Exercise objective
Tell me how many lines in the data below hold the string "leaf", and say nothing else.

#### Excerpted data ####

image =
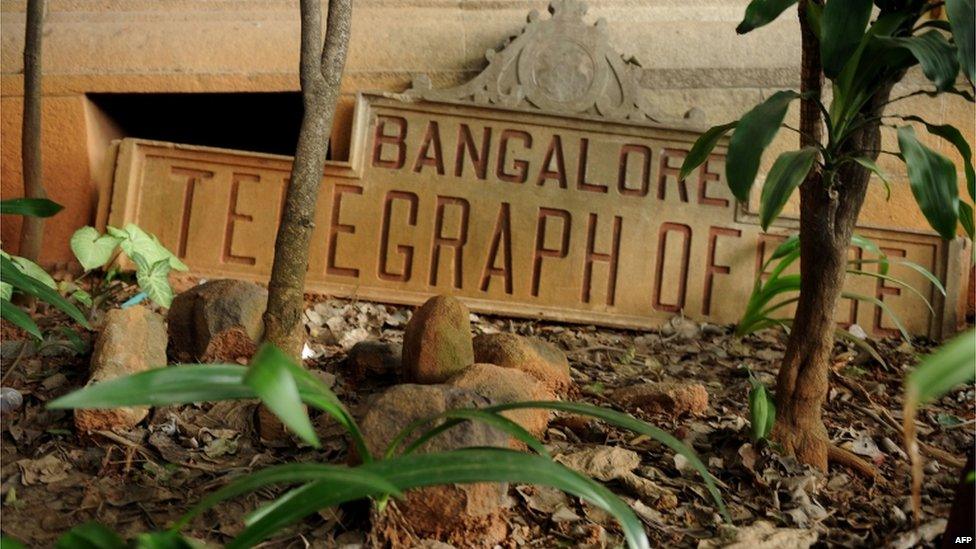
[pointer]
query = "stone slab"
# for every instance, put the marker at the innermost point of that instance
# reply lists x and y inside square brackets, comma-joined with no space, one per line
[518,213]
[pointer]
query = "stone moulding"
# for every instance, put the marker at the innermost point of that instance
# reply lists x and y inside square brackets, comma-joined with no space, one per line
[560,65]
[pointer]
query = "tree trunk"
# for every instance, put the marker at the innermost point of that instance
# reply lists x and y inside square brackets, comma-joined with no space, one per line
[32,230]
[320,71]
[829,206]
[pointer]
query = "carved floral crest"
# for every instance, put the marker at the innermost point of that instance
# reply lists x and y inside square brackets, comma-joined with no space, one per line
[558,65]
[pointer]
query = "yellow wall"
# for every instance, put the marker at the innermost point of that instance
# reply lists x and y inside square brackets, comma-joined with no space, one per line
[688,49]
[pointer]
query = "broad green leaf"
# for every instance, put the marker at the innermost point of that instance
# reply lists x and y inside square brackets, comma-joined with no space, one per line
[842,27]
[873,166]
[11,274]
[703,147]
[154,280]
[936,375]
[936,55]
[953,136]
[940,372]
[752,135]
[498,421]
[788,171]
[933,182]
[460,467]
[91,248]
[762,12]
[960,13]
[16,316]
[342,477]
[162,387]
[90,535]
[137,241]
[277,389]
[34,207]
[884,307]
[34,271]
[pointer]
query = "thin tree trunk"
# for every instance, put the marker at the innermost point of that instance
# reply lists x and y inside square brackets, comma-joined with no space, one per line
[321,71]
[829,206]
[32,230]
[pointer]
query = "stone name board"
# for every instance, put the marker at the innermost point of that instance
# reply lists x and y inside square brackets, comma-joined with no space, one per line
[533,190]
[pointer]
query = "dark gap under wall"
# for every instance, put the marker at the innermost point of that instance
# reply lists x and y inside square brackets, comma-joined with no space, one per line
[256,122]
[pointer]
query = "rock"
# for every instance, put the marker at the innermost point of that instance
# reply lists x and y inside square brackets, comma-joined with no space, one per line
[505,385]
[437,341]
[376,358]
[538,358]
[133,340]
[440,511]
[669,398]
[218,321]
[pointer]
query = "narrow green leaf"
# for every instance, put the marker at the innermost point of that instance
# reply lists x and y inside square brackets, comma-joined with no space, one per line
[933,182]
[885,308]
[910,264]
[316,394]
[34,207]
[762,12]
[162,387]
[937,56]
[277,389]
[90,535]
[19,318]
[91,248]
[940,372]
[872,166]
[788,171]
[154,280]
[960,13]
[11,274]
[753,134]
[703,147]
[459,467]
[842,27]
[341,477]
[894,280]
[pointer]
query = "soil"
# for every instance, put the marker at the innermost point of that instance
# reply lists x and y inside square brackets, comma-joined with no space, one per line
[54,478]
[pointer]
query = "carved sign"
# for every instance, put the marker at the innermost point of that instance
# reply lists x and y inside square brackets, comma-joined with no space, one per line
[487,194]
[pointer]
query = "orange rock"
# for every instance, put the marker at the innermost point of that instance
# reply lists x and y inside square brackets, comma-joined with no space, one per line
[437,341]
[505,385]
[133,340]
[670,398]
[439,511]
[538,358]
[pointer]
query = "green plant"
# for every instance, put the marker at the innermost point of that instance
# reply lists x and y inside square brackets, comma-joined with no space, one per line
[839,143]
[20,275]
[152,260]
[762,409]
[949,367]
[779,289]
[283,386]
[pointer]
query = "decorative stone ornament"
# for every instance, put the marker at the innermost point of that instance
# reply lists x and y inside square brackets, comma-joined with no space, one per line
[559,65]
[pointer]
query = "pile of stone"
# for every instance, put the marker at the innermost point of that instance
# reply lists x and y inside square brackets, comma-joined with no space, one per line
[446,368]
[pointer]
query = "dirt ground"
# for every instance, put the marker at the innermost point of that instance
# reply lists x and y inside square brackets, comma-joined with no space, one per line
[54,479]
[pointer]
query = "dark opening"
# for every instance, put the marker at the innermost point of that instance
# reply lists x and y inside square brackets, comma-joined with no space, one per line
[258,122]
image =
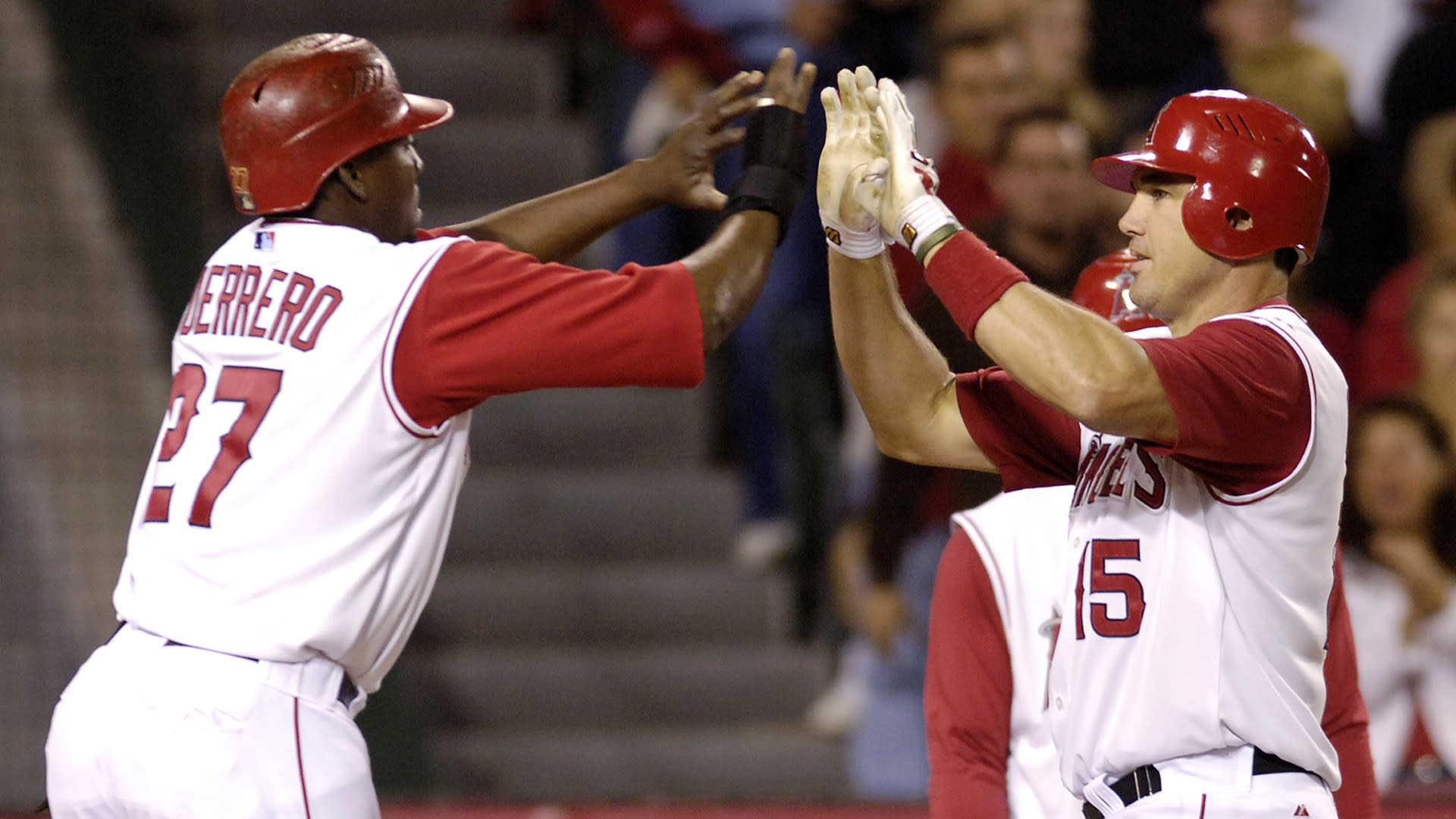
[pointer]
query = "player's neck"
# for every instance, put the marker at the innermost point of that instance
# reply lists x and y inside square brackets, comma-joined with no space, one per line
[1241,289]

####

The answer
2